Below are some entries; reproduce them exactly and leave every picture out.

[DATA SECTION — start]

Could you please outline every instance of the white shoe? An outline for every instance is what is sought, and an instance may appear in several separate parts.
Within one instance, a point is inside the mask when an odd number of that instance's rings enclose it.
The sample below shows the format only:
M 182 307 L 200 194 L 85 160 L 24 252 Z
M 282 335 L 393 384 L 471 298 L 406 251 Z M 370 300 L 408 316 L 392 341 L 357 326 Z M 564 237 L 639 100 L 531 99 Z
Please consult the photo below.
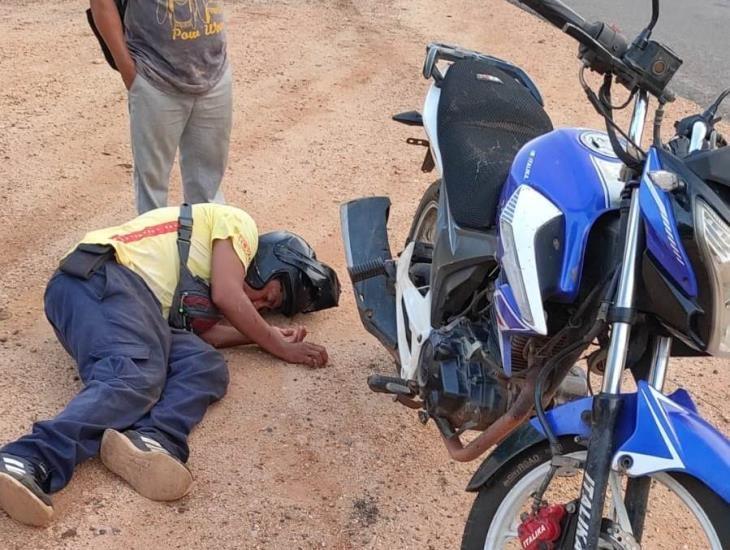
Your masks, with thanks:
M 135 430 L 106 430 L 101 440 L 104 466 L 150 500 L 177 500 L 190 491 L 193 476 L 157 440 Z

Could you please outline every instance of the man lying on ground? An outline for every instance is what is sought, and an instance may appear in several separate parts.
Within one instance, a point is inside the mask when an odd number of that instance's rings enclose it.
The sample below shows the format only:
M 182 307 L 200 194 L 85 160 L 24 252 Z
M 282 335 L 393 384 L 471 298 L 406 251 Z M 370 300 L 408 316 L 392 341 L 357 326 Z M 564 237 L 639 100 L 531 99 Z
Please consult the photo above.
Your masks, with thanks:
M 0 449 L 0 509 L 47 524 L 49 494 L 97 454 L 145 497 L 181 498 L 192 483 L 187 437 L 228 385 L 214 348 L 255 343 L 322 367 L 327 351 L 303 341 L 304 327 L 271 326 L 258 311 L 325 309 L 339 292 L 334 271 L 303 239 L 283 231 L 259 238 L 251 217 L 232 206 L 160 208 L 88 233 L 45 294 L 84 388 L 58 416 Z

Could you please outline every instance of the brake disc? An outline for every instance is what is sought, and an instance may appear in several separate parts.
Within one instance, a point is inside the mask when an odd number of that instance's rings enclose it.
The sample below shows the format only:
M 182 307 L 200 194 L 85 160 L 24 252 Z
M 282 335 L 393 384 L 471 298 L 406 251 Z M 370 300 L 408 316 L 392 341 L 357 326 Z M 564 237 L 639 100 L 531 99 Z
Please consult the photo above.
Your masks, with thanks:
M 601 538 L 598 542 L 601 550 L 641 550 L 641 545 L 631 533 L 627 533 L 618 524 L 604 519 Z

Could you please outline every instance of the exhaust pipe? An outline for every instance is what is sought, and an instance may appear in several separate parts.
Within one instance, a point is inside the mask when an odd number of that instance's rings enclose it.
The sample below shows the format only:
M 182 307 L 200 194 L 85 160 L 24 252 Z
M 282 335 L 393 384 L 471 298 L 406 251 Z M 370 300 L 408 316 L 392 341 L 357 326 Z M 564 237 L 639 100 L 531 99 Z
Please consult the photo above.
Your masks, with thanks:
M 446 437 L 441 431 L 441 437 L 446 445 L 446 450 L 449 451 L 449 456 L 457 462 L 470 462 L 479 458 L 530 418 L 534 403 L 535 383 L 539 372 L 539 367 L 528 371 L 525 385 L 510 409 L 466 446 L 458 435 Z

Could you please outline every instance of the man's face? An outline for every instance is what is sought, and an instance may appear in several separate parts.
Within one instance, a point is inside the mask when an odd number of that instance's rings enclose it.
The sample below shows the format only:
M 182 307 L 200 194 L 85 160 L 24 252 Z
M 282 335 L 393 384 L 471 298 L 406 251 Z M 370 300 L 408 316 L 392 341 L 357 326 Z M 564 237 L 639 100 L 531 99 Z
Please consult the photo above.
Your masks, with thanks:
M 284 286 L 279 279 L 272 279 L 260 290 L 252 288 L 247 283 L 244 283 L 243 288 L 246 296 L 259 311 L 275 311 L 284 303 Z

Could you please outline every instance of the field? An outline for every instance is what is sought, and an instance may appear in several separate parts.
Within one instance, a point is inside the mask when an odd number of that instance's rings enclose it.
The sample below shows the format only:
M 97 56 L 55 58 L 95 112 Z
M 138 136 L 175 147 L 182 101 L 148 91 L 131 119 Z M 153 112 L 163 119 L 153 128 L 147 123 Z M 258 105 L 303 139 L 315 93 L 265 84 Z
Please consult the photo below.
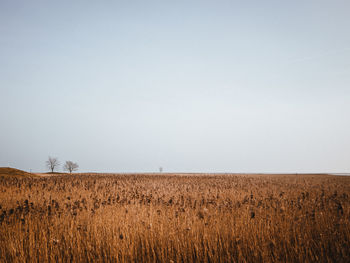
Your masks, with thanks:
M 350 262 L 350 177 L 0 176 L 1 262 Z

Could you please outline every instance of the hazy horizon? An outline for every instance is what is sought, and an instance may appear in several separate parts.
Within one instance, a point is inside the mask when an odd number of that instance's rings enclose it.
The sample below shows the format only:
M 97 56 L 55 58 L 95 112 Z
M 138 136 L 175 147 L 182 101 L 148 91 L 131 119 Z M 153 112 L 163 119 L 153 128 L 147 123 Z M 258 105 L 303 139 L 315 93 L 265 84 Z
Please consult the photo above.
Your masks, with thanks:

[DATA SECTION — finish]

• TASK OUTPUT
Could you please outline every instance of the white shoe? An outline for every instance is what is sought, and an instance may appear in several separate parts.
Within one instance, a point is inside the mask when an odd number of that instance's rings enclose it.
The sample below shows the format only:
M 182 307 L 200 194 L 85 160 L 24 252 Z
M 282 335 L 393 384 L 471 298 L 406 251 Z M 370 300 L 408 316 L 392 341 L 357 326 Z M 564 237 L 639 100 L 531 99 Z
Please consult the photo below.
Your masks, with thanks:
M 135 430 L 106 430 L 101 440 L 104 466 L 150 500 L 177 500 L 190 491 L 193 476 L 157 440 Z

Could you please outline every instance of the man lying on ground? An outline for every instance is what is sought, and an instance may appear in several separate parts.
Within one instance, a point is inside the mask when an odd number of that instance's rings enclose it.
The sample below shows the format only:
M 182 307 L 200 194 L 85 160 L 24 252 Z
M 282 335 L 393 384 L 471 298 L 406 251 Z M 370 300 L 408 316 L 392 341 L 357 326 Z M 564 237 L 639 100 L 531 99 Z
Please consult the photo above.
Your masks, with thanks:
M 0 449 L 0 509 L 47 524 L 49 494 L 97 454 L 145 497 L 181 498 L 192 483 L 187 437 L 228 385 L 214 348 L 255 343 L 322 367 L 327 351 L 303 341 L 304 327 L 271 326 L 258 311 L 325 309 L 339 292 L 334 271 L 303 239 L 283 231 L 259 238 L 251 217 L 232 206 L 160 208 L 88 233 L 45 294 L 84 388 L 58 416 Z

Could you please outline every instance of the brake disc? An outline for every instance is what is sought, and an instance may appear in several separate parts.
Within one instance, a point is inside the mask when an odd number of that instance's rings enclose it.
The sample below shows the format only:
M 182 307 L 200 194 L 85 160 L 24 252 Z
M 282 335 L 393 384 L 471 298 L 406 251 Z M 370 300 L 408 316 L 392 341 L 357 326 Z M 564 237 L 639 100 L 531 99 Z
Please consult the photo above.
Your masks, with thanks:
M 601 538 L 598 542 L 601 550 L 641 550 L 641 545 L 631 533 L 627 533 L 618 524 L 604 519 Z

Could you please outline every instance of the exhaust pipe? An outline for every instance is what is sought, and an instance may appear in several separate parts.
Within one instance, a point is inside the mask when an odd number of that instance's rings enclose it.
The sample below shows the format only:
M 182 307 L 200 194 L 85 160 L 24 252 Z
M 282 335 L 393 384 L 471 298 L 406 251 Z M 370 300 L 408 316 L 392 341 L 357 326 Z M 564 237 L 639 100 L 531 99 Z
Please consult the photo above.
Your masks, with thanks:
M 446 437 L 441 431 L 441 437 L 446 445 L 446 450 L 449 451 L 449 456 L 457 462 L 470 462 L 479 458 L 530 418 L 534 403 L 535 383 L 539 372 L 539 367 L 528 371 L 525 385 L 510 409 L 466 446 L 458 435 Z

Could you please outline every instance of the man's face? An outline for every instance is what is sought, and an instance may appear in several separate parts.
Within one instance, a point is inside the mask when an odd number of that instance's rings enclose it.
The sample below shows the format only:
M 182 307 L 200 194 L 85 160 L 24 252 Z
M 282 335 L 393 384 L 471 298 L 406 251 Z M 370 300 L 408 316 L 392 341 L 357 326 Z M 564 237 L 639 100 L 531 99 Z
Please consult the photo above.
Your masks, with thanks:
M 284 286 L 279 279 L 272 279 L 260 290 L 252 288 L 247 283 L 244 283 L 243 288 L 246 296 L 259 311 L 275 311 L 284 303 Z

Could you please outline every instance of the field? An outline for every instance is what is sought, and an instance may appear in several separate parts.
Within one instance, a point is inside the mask when an odd number of that instance's rings enclose it.
The sample below shows the format only:
M 97 56 L 55 58 L 95 112 Z
M 138 136 L 175 147 L 182 101 L 148 91 L 131 119 Z M 153 112 L 163 119 L 153 128 L 147 123 Z M 258 105 L 303 139 L 315 93 L 265 84 Z
Please consult the photo below.
Your masks, with thanks:
M 350 262 L 350 177 L 0 176 L 1 262 Z

Could you please outline every instance of the hazy horizon? An outline for every instance is what is sought, and an instance may appear in several separate parts.
Within one instance, a point is inside the mask when an odd number of that instance's rings enclose it.
The sample below shows the format only:
M 97 56 L 55 58 L 95 112 Z
M 138 136 L 175 147 L 182 101 L 148 91 L 131 119 Z M 153 112 L 163 119 L 153 128 L 147 123 Z M 258 105 L 303 139 L 315 93 L 265 84 Z
Please consult the photo above.
Your masks, with thanks:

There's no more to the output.